While you could type minikube kubectl --
before every command, the standard practice is to create an alias. This mimics how you’ll work with kubectl in cloud environments where you just type kubectl
:
alias kubectl="minikube kubectl --"
Why use an alias? In production environments (AWS EKS, Google GKE, etc.), you’ll install kubectl separately and use it directly. By practicing with the kubectl
command now, you’re building the right muscle memory. The alias lets you use standard kubectl syntax while ensuring you’re talking to your local Minikube cluster.
Add this alias to your shell profile (.bashrc
, .zshrc
, etc.) if you want it to persist across terminal sessions.
Verify Your Cluster
Let’s make sure everything is working:
kubectl cluster-info
You should see something like:
Kubernetes control plane is running at <https://192.168.49.2:8443>
CoreDNS is running at <https://192.168.49.2:8443/api/v1/namespaces/kube-system/services/kube-dns:dns/proxy>
Now check what’s running in your cluster:
kubectl get nodes
You should see one node (your Minikube VM):
NAME STATUS ROLES AGE VERSION
minikube Ready control-plane 2m v1.33.1
Perfect! You now have a working Kubernetes cluster.

INFORMATION SHOWN:
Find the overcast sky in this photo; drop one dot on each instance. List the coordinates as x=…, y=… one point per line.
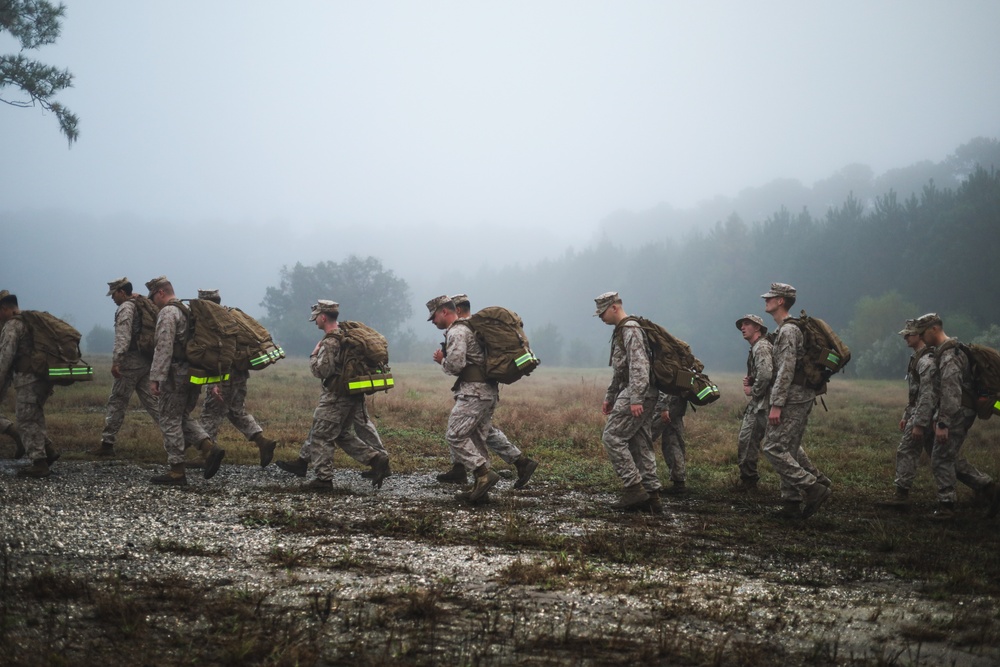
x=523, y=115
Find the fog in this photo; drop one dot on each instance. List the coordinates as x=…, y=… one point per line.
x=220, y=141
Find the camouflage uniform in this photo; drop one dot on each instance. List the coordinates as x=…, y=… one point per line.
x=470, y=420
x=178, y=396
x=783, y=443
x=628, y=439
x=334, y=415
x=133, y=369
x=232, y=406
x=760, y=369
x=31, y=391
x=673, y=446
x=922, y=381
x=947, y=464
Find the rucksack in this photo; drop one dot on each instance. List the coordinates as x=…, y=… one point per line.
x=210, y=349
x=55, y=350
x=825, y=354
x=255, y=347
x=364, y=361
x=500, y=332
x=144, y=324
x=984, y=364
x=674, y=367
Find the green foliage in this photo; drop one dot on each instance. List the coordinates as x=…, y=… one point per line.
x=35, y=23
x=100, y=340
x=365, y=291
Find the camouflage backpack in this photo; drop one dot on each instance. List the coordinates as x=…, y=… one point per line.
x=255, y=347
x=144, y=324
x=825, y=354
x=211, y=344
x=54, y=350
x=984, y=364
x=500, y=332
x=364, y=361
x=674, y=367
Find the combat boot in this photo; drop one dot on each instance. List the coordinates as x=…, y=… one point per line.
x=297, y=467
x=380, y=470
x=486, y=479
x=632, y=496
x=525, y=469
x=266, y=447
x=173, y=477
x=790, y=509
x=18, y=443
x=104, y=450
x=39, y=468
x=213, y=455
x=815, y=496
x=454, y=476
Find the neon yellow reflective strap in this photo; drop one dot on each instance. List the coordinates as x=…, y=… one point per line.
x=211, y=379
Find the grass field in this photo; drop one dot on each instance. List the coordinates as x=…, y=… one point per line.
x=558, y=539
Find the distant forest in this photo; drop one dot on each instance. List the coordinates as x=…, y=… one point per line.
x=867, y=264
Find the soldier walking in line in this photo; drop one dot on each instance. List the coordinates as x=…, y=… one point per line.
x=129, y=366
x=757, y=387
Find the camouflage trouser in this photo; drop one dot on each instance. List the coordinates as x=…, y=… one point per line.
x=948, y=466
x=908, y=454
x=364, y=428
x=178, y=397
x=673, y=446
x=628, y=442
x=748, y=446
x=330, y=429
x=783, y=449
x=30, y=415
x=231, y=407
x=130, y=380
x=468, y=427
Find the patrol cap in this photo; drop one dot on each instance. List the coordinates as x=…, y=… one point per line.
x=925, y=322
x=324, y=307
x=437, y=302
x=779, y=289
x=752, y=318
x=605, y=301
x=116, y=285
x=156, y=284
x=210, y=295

==

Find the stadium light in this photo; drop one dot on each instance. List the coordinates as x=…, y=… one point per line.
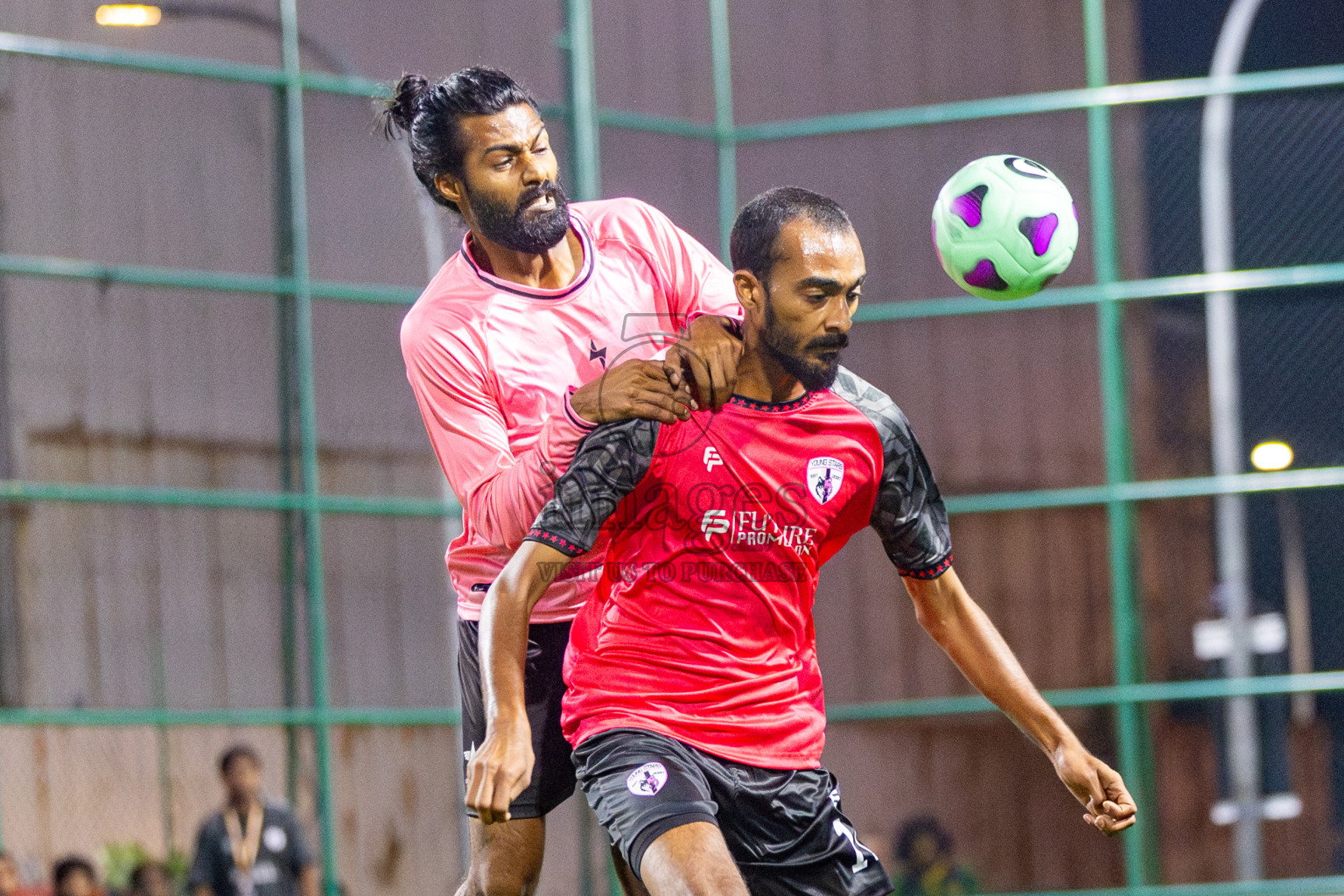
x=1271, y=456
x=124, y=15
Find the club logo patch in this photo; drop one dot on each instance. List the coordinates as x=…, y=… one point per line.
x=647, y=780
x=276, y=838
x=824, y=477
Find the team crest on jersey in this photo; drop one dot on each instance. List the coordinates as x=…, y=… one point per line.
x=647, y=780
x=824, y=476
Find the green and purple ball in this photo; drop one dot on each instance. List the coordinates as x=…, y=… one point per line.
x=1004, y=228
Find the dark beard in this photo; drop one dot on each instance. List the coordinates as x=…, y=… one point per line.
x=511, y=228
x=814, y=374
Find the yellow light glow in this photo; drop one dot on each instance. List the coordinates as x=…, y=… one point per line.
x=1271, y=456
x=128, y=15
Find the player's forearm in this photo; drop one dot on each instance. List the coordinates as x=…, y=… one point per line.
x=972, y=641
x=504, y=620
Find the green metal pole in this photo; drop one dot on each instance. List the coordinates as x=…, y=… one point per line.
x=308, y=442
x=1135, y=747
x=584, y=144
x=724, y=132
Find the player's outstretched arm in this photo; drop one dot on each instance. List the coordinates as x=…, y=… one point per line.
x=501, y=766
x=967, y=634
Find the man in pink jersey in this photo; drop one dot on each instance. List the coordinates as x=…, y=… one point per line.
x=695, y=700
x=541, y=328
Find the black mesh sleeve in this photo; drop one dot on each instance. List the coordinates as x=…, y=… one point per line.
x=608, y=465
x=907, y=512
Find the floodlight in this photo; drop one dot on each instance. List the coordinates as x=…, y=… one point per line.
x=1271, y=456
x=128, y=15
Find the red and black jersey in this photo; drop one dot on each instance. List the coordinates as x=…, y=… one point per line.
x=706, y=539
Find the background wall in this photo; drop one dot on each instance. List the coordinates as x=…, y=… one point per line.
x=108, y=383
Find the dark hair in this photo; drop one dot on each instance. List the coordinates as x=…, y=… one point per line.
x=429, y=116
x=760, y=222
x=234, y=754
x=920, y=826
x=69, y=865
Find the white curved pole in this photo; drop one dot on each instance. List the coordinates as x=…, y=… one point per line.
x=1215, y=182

...

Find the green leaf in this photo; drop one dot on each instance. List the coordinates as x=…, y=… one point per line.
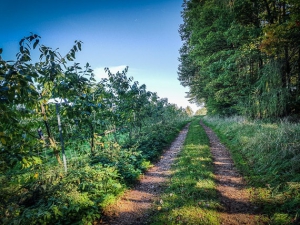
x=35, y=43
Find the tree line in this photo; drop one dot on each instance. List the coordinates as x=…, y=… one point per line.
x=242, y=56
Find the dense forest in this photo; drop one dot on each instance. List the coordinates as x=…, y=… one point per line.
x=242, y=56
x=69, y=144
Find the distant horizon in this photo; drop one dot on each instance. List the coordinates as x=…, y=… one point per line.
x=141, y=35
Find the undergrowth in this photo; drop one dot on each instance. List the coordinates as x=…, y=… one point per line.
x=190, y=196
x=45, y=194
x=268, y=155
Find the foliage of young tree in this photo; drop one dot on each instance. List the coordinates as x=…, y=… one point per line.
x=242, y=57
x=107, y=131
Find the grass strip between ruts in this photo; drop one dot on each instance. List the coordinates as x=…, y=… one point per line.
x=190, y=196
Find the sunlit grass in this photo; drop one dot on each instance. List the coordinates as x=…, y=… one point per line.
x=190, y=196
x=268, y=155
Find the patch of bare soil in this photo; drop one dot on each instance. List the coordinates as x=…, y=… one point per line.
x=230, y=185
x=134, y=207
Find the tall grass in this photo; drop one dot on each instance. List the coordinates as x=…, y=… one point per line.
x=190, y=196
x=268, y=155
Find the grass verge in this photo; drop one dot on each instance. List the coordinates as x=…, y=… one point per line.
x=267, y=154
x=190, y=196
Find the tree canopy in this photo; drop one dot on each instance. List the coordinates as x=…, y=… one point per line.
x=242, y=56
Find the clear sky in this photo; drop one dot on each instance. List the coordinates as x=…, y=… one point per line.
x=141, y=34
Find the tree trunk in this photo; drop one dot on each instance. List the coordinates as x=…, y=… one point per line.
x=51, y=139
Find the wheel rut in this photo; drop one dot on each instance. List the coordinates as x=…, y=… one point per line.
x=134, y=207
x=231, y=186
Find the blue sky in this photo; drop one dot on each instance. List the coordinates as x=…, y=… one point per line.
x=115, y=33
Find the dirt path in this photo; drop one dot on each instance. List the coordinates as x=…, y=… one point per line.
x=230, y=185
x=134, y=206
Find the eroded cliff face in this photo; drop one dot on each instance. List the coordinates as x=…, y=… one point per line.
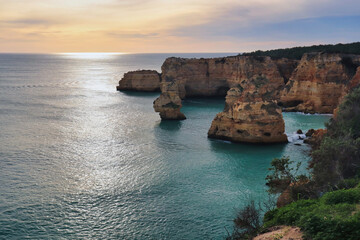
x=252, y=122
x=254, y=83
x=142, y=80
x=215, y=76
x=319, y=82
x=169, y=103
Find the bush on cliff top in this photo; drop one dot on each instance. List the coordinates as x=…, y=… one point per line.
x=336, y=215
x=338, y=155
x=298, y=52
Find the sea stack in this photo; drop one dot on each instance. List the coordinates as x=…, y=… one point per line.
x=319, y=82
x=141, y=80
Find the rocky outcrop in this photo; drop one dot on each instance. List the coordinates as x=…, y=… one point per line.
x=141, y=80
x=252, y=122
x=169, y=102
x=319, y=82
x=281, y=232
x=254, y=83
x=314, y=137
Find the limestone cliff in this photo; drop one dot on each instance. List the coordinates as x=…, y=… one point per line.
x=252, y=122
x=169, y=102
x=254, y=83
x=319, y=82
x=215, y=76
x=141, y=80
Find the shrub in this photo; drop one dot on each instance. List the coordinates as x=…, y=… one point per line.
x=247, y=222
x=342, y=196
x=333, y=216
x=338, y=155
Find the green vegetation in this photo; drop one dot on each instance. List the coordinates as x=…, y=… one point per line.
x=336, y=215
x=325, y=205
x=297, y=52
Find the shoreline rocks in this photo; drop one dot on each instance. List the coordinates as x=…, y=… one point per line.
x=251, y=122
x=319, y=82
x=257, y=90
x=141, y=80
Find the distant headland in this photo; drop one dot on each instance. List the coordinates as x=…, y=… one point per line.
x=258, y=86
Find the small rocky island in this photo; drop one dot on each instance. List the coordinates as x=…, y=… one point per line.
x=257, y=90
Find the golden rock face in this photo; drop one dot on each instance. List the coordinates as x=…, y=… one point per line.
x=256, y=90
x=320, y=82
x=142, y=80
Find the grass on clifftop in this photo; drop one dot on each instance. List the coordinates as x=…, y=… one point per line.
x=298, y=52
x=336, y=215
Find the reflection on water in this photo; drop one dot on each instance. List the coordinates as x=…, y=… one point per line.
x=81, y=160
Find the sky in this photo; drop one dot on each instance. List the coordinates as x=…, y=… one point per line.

JOBS:
a - Return the passage of the Minikube setup text verbatim, from "Why use an alias?" up to and including "local Minikube cluster.".
b - Supply the next part of the Minikube kubectl walkthrough, starting after its final sentence.

PER-TASK ANSWERS:
a -
Why use an alias? In production environments (AWS EKS, Google GKE, etc.), you’ll install kubectl separately and use it directly. By practicing with the kubectl
command now, you’re building the right muscle memory. The alias lets you use standard kubectl syntax while ensuring you’re talking to your local Minikube cluster.

b -
Deploy Your First Application
Let’s deploy a PostgreSQL database to see Kubernetes in action. We’ll create a Deployment that runs a postgres container. We’ll use PostgreSQL because it’s a common component in data projects, but the steps are the same for any container.
Create the deployment:
kubectl create deployment hello-postgres --image=postgres:13
kubectl set env deployment/hello-postgres POSTGRES_PASSWORD=mysecretpassword
Check what Kubernetes created for you:
kubectl get deployments
You should see:
NAME READY UP-TO-DATE AVAILABLE AGE
hello-postgres 1/1 1 1 30s
Note: If you see 0/1
in the READY column, that’s normal! PostgreSQL needs the environment variable to start properly. The deployment will automatically restart the Pod once we set the password, and you should see it change to 1/1
within a minute.
Now look at the Pods:
kubectl get pods
You’ll see something like:
NAME READY STATUS RESTARTS AGE
hello-postgres-7d8757c6d4-xyz123 1/1 Running 0 45s
Notice how Kubernetes automatically created a Pod with a generated name. The Deployment is managing this Pod for you.
Connect to Your Application
Your PostgreSQL database is running inside the cluster. There are two common ways to interact with it:
Option 1: Using kubectl exec (direct container access)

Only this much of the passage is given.